## Assignment
Transcribe exactly the line that contains "racket handle, the" and every line after it through the end of the records, with nothing else.

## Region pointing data

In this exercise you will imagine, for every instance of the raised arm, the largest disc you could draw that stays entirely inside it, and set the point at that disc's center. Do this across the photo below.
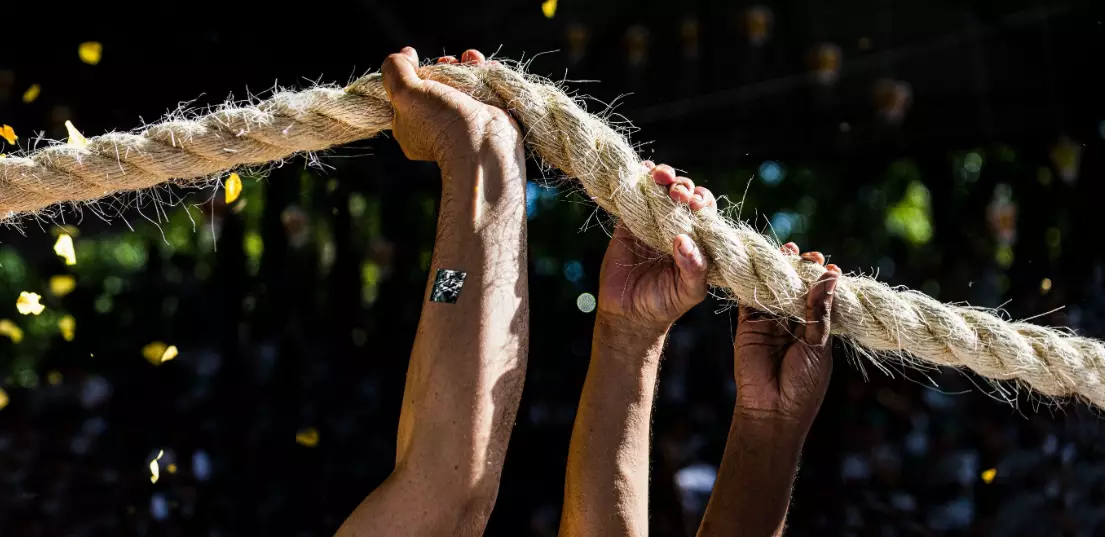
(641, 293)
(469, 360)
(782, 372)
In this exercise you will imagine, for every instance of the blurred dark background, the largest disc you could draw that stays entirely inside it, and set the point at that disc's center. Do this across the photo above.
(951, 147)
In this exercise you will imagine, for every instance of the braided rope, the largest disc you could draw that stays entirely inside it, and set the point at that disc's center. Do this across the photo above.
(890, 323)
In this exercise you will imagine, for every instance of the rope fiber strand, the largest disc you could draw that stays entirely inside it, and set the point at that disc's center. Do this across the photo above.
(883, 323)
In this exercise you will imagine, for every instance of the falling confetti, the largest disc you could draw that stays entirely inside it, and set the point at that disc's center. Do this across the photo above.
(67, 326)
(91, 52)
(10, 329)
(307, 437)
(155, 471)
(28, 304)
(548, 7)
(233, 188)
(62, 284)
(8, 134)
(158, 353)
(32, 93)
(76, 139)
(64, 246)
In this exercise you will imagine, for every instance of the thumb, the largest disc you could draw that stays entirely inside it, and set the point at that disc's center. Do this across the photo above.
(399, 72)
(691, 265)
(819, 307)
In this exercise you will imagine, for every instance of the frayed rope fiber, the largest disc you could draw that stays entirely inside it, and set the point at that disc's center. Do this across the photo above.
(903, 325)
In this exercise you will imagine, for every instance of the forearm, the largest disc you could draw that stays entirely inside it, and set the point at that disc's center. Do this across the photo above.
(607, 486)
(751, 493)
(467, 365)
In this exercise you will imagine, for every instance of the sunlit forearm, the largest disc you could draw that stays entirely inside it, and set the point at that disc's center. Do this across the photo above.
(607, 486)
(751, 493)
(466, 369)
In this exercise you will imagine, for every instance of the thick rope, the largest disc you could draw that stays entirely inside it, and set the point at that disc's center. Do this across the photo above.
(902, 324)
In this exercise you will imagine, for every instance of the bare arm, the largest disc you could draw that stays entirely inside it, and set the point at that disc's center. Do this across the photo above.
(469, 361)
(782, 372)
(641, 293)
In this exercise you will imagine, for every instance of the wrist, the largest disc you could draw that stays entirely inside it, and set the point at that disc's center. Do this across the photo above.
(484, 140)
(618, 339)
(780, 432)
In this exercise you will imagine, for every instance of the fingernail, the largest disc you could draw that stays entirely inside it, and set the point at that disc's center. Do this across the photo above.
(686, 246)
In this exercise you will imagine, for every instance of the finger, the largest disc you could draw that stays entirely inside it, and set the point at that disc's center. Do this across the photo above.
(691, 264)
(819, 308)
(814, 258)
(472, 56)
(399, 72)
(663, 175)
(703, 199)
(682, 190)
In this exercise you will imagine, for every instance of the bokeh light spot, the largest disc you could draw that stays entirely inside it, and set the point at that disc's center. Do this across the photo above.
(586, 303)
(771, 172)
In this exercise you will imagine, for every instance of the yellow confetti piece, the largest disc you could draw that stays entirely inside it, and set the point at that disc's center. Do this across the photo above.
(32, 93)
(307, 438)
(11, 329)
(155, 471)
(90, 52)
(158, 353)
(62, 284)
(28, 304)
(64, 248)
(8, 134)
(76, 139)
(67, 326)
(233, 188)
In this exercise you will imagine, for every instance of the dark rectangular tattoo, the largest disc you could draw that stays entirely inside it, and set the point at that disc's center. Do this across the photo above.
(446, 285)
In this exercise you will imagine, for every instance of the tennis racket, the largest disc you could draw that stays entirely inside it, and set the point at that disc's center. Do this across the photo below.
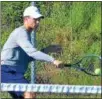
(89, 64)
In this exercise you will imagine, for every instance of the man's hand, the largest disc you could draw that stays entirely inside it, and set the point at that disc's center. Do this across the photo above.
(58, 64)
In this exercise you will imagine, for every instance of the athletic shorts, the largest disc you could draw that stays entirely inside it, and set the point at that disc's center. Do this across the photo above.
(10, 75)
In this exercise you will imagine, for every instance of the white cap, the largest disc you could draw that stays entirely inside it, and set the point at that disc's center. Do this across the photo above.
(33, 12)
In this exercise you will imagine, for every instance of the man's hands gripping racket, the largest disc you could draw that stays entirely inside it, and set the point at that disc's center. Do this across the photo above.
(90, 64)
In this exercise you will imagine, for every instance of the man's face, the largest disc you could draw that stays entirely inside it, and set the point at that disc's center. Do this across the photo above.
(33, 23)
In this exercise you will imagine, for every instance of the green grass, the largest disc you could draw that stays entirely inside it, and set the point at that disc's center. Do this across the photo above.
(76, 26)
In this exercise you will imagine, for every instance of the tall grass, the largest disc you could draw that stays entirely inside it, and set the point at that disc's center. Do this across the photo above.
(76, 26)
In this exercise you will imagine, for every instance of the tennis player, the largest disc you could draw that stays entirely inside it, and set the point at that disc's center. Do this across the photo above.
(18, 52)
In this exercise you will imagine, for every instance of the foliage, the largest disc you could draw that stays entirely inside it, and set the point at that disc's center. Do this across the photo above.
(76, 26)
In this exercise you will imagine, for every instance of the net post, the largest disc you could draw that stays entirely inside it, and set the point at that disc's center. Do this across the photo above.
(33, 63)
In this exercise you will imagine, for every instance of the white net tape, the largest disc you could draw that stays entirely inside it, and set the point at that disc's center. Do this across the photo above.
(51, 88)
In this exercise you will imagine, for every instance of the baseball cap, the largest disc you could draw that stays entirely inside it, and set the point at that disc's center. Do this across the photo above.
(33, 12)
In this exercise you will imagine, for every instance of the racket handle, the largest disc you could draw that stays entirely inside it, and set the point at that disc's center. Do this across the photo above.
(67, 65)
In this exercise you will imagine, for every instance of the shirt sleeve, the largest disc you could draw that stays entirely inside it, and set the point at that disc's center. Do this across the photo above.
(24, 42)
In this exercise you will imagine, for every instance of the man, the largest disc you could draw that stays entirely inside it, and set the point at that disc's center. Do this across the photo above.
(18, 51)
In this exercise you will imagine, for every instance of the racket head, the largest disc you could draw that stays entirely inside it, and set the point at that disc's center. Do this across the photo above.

## Output of the exercise
In this exercise you will imagine, for every instance of the racket handle, the largest disc you could draw that stays entirely inside it, and set the point at that disc's center. Do this across the photo above.
(67, 65)
In this exercise you will imagine, for every instance of the shirt sleeve, the largest disc you could draw that stays entirely inside it, and set the point at that disc's center. Do this across the photo above.
(24, 42)
In this exercise you will imagine, for every instance of the man, the largest disc you could draw that stays entirely inside it, and set the point at that disc's center. Do this across the photo above.
(18, 51)
In this exercise you will imagine, for every instance of the racket head, the largest disc you could draw that stays entirely inside it, and set the point at that disc's center. Do this across the photo above.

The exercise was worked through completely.